▶ Given exercise A: Based on the passage on PQ-IVF on GPUs, state whether each of the following statements agrees with it: (i) the distance lookup table should be kept in shared memory; (ii) PQ codes are scanned from the L2 cache; (iii) registers are listed at roughly 5 cycles. Answer yes or no for each and quote the words of the passage that decide it.

▶ Passage provided:
* Begin *
Skip to content

14. PQ-IVF on GPUs

GPU-accelerated IVF-PQ is the workhorse of billion-scale vector search. This chapter shows how FAISS-style GPU kernels achieve 10,000+ QPS on a single GPU.


14.1 GPU Memory Hierarchy Review

flowchart TD
    REG["Registers<br/>~256KB per SM<br/>~0.5 cycle"] --> SMEM["Shared Memory<br/>64-228KB per SM<br/>~5 cycles"]
    SMEM --> L2["L2 Cache<br/>4-40MB<br/>~30 cycles"]
    L2 --> HBM["HBM/GDDR<br/>16-80GB<br/>~500 cycles"]

Design principle

Keep the distance lookup table in shared memory (fits easily: $M \times K \times 4 = 8 \times 256 \times 4 = 8$ KB). Scan PQ codes from HBM — they're compact ($M$ bytes per vector).


14.2 IVF-PQ on GPU: Execution Model

Step 1: Coarse Quantizer (Find Nearest Centroids)
* End *
Dataset items:
* Begin *
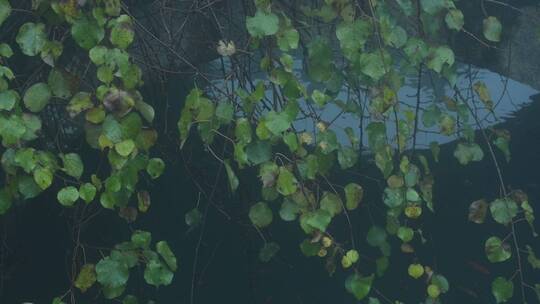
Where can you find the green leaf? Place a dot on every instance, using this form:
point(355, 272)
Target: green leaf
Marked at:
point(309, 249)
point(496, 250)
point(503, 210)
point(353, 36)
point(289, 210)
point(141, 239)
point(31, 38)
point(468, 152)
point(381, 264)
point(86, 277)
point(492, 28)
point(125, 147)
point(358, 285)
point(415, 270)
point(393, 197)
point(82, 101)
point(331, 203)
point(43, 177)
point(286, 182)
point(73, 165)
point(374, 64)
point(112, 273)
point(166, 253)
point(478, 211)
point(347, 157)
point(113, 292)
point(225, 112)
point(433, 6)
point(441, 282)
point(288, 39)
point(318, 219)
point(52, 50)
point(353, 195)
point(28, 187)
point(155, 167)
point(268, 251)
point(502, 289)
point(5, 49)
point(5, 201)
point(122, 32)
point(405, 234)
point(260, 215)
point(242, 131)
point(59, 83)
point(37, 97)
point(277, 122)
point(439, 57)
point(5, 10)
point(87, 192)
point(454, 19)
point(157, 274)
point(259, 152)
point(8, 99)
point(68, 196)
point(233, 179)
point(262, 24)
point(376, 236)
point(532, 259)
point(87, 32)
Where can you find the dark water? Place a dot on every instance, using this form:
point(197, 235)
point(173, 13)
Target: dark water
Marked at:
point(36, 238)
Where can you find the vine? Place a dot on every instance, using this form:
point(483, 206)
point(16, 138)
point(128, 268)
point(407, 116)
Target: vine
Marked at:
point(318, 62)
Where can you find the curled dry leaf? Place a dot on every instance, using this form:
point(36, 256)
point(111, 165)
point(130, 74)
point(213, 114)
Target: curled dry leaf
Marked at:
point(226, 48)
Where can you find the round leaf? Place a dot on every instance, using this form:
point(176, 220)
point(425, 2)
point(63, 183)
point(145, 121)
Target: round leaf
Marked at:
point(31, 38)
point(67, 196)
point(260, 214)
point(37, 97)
* End *
* Begin *
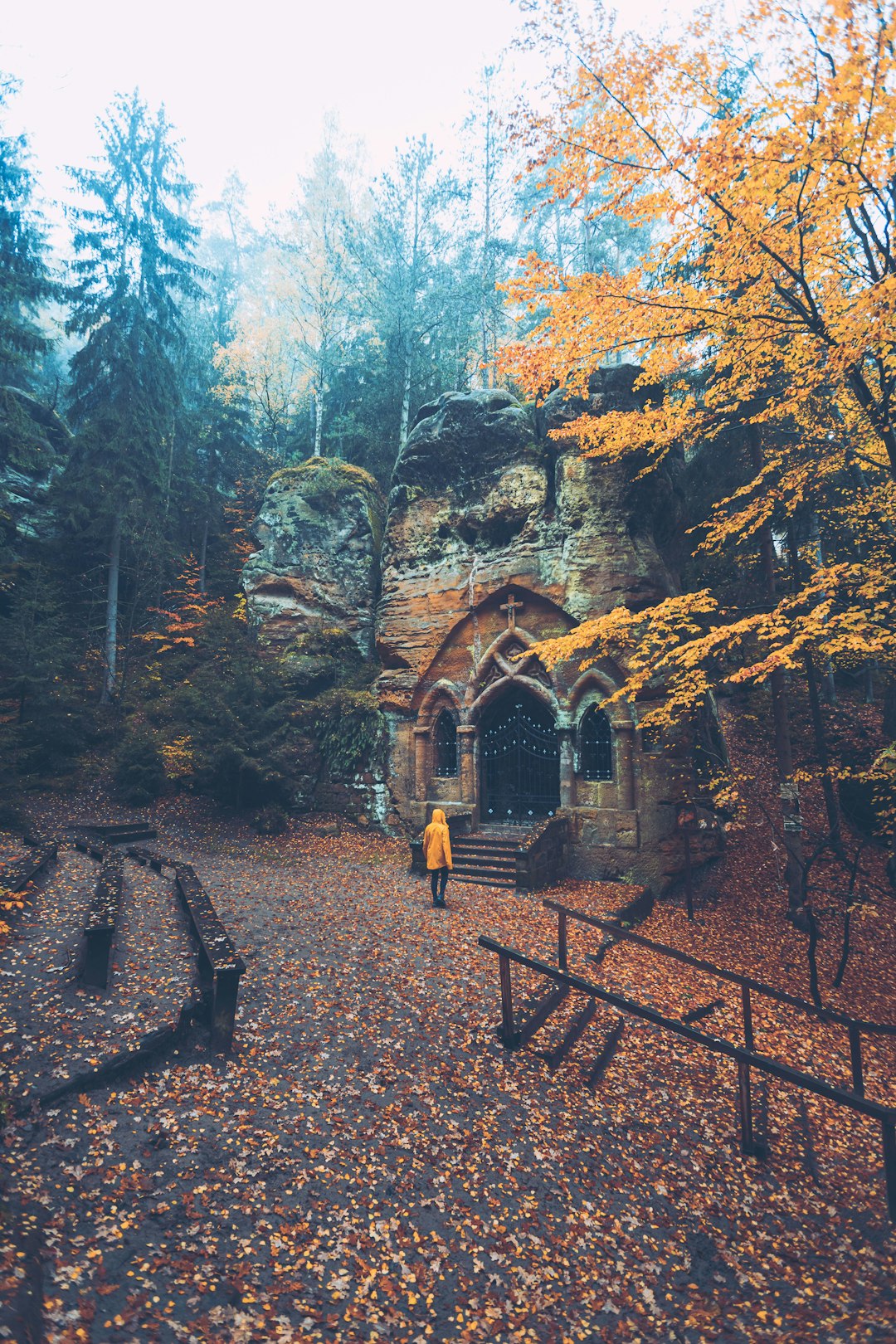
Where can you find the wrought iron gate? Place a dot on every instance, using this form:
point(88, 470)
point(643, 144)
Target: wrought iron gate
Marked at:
* End *
* Begin *
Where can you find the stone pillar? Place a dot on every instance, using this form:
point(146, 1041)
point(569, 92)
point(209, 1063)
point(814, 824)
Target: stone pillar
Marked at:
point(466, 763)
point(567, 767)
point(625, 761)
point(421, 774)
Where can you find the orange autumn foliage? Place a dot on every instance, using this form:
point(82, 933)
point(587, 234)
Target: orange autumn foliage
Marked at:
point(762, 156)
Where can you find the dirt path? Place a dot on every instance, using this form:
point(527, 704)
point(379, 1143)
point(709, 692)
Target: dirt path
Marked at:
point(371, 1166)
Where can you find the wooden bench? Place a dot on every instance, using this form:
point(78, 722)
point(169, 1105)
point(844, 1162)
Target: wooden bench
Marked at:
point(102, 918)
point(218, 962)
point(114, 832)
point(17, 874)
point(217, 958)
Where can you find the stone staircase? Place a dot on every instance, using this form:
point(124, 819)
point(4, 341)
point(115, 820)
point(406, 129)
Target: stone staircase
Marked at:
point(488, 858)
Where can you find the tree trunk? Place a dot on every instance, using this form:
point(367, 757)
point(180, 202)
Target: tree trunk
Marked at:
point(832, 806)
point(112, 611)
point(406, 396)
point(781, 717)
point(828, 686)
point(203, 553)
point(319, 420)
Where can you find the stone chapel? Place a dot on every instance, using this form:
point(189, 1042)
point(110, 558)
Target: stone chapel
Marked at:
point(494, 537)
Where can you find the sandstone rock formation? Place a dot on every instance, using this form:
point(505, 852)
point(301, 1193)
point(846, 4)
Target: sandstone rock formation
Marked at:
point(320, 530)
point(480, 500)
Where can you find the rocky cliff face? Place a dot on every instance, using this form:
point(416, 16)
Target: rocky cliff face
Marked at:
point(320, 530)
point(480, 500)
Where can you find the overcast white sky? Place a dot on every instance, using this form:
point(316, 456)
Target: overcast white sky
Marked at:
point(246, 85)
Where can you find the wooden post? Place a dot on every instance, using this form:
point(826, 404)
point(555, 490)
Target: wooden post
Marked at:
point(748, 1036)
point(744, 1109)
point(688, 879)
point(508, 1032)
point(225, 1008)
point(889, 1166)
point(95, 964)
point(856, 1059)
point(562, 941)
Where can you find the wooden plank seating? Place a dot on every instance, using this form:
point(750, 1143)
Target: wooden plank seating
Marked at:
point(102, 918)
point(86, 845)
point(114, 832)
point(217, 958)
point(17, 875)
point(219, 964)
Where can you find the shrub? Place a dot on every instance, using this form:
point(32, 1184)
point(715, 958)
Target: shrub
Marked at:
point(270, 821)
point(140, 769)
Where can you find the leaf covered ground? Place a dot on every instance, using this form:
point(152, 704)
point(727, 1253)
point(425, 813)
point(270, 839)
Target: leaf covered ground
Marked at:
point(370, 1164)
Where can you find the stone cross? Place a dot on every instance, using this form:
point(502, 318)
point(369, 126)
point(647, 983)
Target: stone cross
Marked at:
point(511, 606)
* End *
▶ Given exercise B: Within the rows, substitute "green foliage" for "green leaf" in everything from the line containing "Where can you find the green" down to the line containing "point(358, 285)", keeping all else unchanged. Give back only those lines.

▶ Reply A:
(i) Yes: "Keep the distance lookup table in shared memory"
(ii) No: "Scan PQ codes from HBM"
(iii) No: "~0.5 cycle"

▶ Reply B:
Where can you find the green foliage? Place a dot on every instance, using this form:
point(355, 272)
Target: green foliage
Marked at:
point(309, 249)
point(496, 250)
point(503, 210)
point(353, 36)
point(289, 210)
point(141, 239)
point(31, 38)
point(468, 152)
point(381, 264)
point(86, 277)
point(492, 28)
point(125, 147)
point(358, 285)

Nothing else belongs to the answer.